***** SUPPLIED ENTRIES *****
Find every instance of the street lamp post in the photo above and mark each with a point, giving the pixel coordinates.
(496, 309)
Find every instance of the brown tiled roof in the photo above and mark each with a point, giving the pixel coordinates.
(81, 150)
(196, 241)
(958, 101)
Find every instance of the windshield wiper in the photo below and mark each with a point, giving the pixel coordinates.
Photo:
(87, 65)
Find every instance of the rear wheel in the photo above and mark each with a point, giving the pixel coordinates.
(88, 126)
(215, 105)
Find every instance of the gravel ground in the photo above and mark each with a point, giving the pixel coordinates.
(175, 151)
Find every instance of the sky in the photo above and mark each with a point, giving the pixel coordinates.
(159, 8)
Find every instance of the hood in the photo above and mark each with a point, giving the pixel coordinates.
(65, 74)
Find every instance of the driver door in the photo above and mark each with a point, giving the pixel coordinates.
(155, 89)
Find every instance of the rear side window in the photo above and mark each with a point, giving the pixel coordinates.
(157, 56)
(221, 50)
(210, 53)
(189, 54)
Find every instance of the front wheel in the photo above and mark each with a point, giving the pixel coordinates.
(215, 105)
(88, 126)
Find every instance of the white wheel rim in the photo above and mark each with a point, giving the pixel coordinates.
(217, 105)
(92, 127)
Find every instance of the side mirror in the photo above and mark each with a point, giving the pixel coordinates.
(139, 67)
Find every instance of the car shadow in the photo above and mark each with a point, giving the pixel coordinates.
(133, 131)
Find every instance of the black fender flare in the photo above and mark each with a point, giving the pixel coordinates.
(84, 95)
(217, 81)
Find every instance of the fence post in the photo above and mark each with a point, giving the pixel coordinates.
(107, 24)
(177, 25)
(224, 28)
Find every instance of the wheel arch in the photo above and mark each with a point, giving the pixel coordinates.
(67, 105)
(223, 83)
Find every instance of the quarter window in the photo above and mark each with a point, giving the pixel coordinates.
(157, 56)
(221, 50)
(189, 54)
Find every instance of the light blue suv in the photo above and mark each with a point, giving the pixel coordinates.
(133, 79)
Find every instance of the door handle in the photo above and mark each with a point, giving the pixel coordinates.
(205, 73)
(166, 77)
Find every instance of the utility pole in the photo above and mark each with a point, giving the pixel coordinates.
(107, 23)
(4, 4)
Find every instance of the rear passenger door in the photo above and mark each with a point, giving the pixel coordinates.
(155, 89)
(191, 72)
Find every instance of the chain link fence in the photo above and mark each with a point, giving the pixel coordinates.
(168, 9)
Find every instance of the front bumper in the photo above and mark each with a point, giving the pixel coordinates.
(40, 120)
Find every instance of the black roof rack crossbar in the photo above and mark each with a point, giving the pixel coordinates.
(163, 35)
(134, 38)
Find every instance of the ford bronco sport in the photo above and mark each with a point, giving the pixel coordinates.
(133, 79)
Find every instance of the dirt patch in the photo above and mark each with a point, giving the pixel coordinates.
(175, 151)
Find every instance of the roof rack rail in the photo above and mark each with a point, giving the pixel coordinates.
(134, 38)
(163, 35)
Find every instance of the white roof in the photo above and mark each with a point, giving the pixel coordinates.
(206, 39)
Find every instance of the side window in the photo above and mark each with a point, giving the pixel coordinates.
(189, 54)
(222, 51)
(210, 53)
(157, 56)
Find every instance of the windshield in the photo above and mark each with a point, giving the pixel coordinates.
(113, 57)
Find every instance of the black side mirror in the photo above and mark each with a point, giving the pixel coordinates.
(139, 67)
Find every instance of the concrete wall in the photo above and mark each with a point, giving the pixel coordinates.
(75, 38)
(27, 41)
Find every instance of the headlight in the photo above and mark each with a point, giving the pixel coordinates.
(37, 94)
*****
TASK GOAL: Repeat word for word the lines running from the line containing "Find every instance of the front bumper" to the end of the entries above, inclusive.

TASK SOLUTION:
Find every instance of the front bumper in the photo above and mark each with a point, giving the pixel coordinates.
(40, 120)
Find every instance of the black roof rack crossbar in the photo above and mark each with a point, giving the pixel coordinates.
(163, 35)
(134, 38)
Find every instance of the ford bronco sport in the photo above and mark each with a point, giving the pixel coordinates.
(133, 79)
Find every instance of the dirt patch in the photo above and mark each with a point, giving the pixel coordinates.
(175, 151)
Find every instance of the roof rack rail in the photo above and mark each with a point, giving the pixel coordinates.
(134, 38)
(163, 35)
Find every instance of the white roof in the photo above and mark each with a point, giving the pixel coordinates.
(206, 39)
Find every instance of the side window in the photo above and mark each with a point, giving the pixel coordinates.
(189, 54)
(222, 51)
(210, 53)
(157, 56)
Find every instance of the windshield in the photo above and mark each with a point, giving the pixel coordinates.
(113, 57)
Find every instance of the black side mirror in the photo above and mark each with a point, giving the pixel coordinates.
(139, 67)
Find every instance of the concrete wall in the photo above and mark each with a point, giving the pixel coordinates.
(75, 38)
(27, 41)
Find every instance of the headlight in the photo above and mark each with a point, giving the pixel coordinates.
(37, 94)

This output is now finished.